- SOURCE EXCERPT -
========================================

Delay to kick off, “too many people outside” still waiting to get in is what Tom overheard being said. The ever so slightly frazzled looking referee with what looks like a whole roll of sticky tape on the side of his face to keep his mic in place, is having to explain what is going to happen to various people, who I suspect English is not their first language.

Eventually the players return from their half hearted kick about, the mascots are just about ready to give up, and are grasped by the hand. The NC captain, a mountain of a man with a neon green arm band, and white pennant in one hand is the first to receive a friendly, but almighty smack around the back of the head from who I think is the NC coach in a pale blue shirt. He may be the the first to receive this treatment, but he’s not the last, it's not like he has been singled out, every player after him also gets a sturdy clip around the ear.

I always find national anthems quite emotive things, some maybe find them overly patriotic, but I think there is something quite special in a group of people singing together, in a collective show of national pride. One of the biggest losses of Italy not qualifying for the FIFA World Cup, is not seeing Buffon sing the Il Canto degli Italiani, now that will put a lump in the throat of any person.

TIB’s anthem has a very distinctive sound, quiet, almost like a lullaby. The players stand on the pitch with their hands on their chests, the drum quietly beating along with it, there is no raucous outpouring, just a respectful sing along, until the end that is, when the final few lines are sung with a burst of emotion.

When it's the turn of NC, backs straighten that little bit more in the crowd and on the pitch, their anthem, with its very traditional, with a slight Star Wars entrance of a bad guy tone to it, is wonderfully respected as was TIB’s. Those singing adopt that low monotone timbre most people adopt when singing in public, when they are not overly comfortable doing so. Plenty of the small flags in the crowd, are slowly swayed in rhythm with the tune.

The TIB drum is by far the loudest at the kick off, there are plenty of cheers from all corners of the ground, there are very few spots free to lean against the white railing that encircles the pitch. Two minutes later and it's the NC flute that is loudest, as the players dash towards the bench to form a great big pile on, the referee watching on with his hands behind his back, making sure they don't have to much fun, NC have just just taken the lead.

Following the restart and the action is all one way, the NC team are holding siege to the TIB goal, much like the NC band are holding siege to the eardrums of everyone in a file mile radius. It’s not that its a horrible noise at all, but its just so pervasive, it's like it has found the direct track into your inner brain.

========================================

- DATA EXTRACT -
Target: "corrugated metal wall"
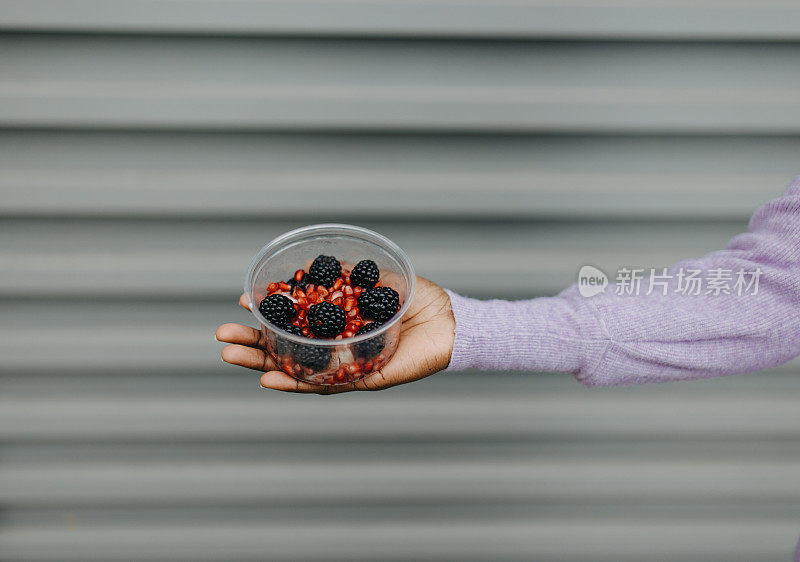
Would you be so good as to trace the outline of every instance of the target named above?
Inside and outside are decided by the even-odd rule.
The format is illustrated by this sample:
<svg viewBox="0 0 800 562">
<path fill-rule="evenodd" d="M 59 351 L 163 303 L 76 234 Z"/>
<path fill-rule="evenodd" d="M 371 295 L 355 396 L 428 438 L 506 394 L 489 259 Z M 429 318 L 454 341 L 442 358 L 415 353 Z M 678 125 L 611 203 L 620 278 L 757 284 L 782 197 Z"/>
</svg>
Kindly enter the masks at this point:
<svg viewBox="0 0 800 562">
<path fill-rule="evenodd" d="M 788 560 L 800 373 L 257 390 L 250 256 L 475 296 L 717 249 L 800 172 L 800 8 L 0 0 L 0 559 Z"/>
</svg>

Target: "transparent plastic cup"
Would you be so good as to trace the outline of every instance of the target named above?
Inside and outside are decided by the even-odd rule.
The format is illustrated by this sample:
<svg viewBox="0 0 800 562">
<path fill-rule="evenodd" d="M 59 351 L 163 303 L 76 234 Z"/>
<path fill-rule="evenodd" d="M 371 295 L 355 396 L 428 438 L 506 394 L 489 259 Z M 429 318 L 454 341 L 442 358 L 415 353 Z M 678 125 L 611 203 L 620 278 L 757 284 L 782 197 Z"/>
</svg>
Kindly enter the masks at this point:
<svg viewBox="0 0 800 562">
<path fill-rule="evenodd" d="M 347 270 L 361 260 L 373 260 L 381 271 L 380 284 L 400 295 L 400 310 L 380 328 L 339 340 L 296 336 L 268 322 L 258 310 L 267 286 L 290 279 L 300 268 L 308 271 L 319 255 L 335 256 Z M 385 236 L 359 226 L 315 224 L 287 232 L 264 246 L 250 262 L 244 292 L 261 325 L 267 352 L 278 366 L 304 382 L 336 385 L 367 377 L 389 361 L 397 349 L 400 319 L 414 296 L 415 280 L 411 260 Z"/>
</svg>

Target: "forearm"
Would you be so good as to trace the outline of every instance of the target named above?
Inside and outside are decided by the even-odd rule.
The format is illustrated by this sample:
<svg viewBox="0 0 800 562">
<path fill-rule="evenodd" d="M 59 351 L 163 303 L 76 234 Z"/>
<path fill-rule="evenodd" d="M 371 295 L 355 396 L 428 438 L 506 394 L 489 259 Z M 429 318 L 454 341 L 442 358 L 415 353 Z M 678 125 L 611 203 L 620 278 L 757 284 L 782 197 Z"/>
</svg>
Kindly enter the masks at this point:
<svg viewBox="0 0 800 562">
<path fill-rule="evenodd" d="M 757 294 L 679 291 L 681 269 L 761 271 Z M 800 355 L 800 181 L 753 216 L 728 247 L 667 272 L 666 294 L 475 301 L 451 296 L 451 370 L 573 373 L 589 386 L 754 371 Z M 643 281 L 643 284 L 647 281 Z"/>
</svg>

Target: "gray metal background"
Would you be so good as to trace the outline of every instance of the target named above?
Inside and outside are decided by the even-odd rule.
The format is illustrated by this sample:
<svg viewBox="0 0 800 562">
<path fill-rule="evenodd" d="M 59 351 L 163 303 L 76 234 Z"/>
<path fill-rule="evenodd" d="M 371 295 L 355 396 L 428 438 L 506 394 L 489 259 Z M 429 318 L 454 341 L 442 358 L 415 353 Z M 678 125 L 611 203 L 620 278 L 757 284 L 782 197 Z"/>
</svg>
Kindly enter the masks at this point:
<svg viewBox="0 0 800 562">
<path fill-rule="evenodd" d="M 0 0 L 0 559 L 788 560 L 798 364 L 258 390 L 250 256 L 465 294 L 722 246 L 800 173 L 795 2 Z"/>
</svg>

========================================

- WRITTEN EXERCISE A -
Answer these questions using the football match account:
(i) What color is the arm band worn by the NC captain?
(ii) Where do the TIB players place their hands while their anthem is sung?
(iii) Which NC instrument is the loudest two minutes after kick off?
- WRITTEN EXERCISE B -
Carry the football match account on from the point where it stops.
The data is not needed for what is asked here.

- RESULT A -
(i) Neon green.
(ii) On their chests.
(iii) The flute.

- RESULT B -
NC have another chance well saved by the scrambling TIB keeper and then hit the post with another header. Only ten minutes gone and the suspicions held by many that this was going to be hard going for TIB are upheld.

The slightest hint of a TIB attack, tackle or simply winning the ball back is followed by almost hysterical screaming. When TIB flash their first effort of the match just wide of the NC goal, it is near pandemonium.

“Should have this at every football game, I love it” says Tom.

When he says “this” does he mean the sheer amount of flags, colour and noise. Does he mean the two man NC band that is now mobile, doing laps of the pitch led by the man with the flag. Does he mean the man singing “One team in Cyprus, there's only one team in Cyprus”. Whatever it is, I could not agree with him more, it's all verging on the overwhelming and is marvellous.

A loose ball heading into the crowd almost interrupts Toms explanation that “if you go on holiday to Turkey” music very similar to that being played by the NC duo is on a near constant “loop”, but thankfully any disaster is prevented by the silky skills of one man who stops the ball dead, “best touch I’ve ever had”.

As Tom puts it NC have some “real beast players” the difference in stature and physique between the two teams is so apparent, with a quarter of an hour gone NC head wide again, after their countless ball into the TIB box, they clearly have a plan.

Thankfully for the sake of the game and their adoring fans, TIB have settled into the game, their every action still greeted with enthusiastic screams, not even the slightest hint of a booo, hiss of grumble at a misplaced pass happening here.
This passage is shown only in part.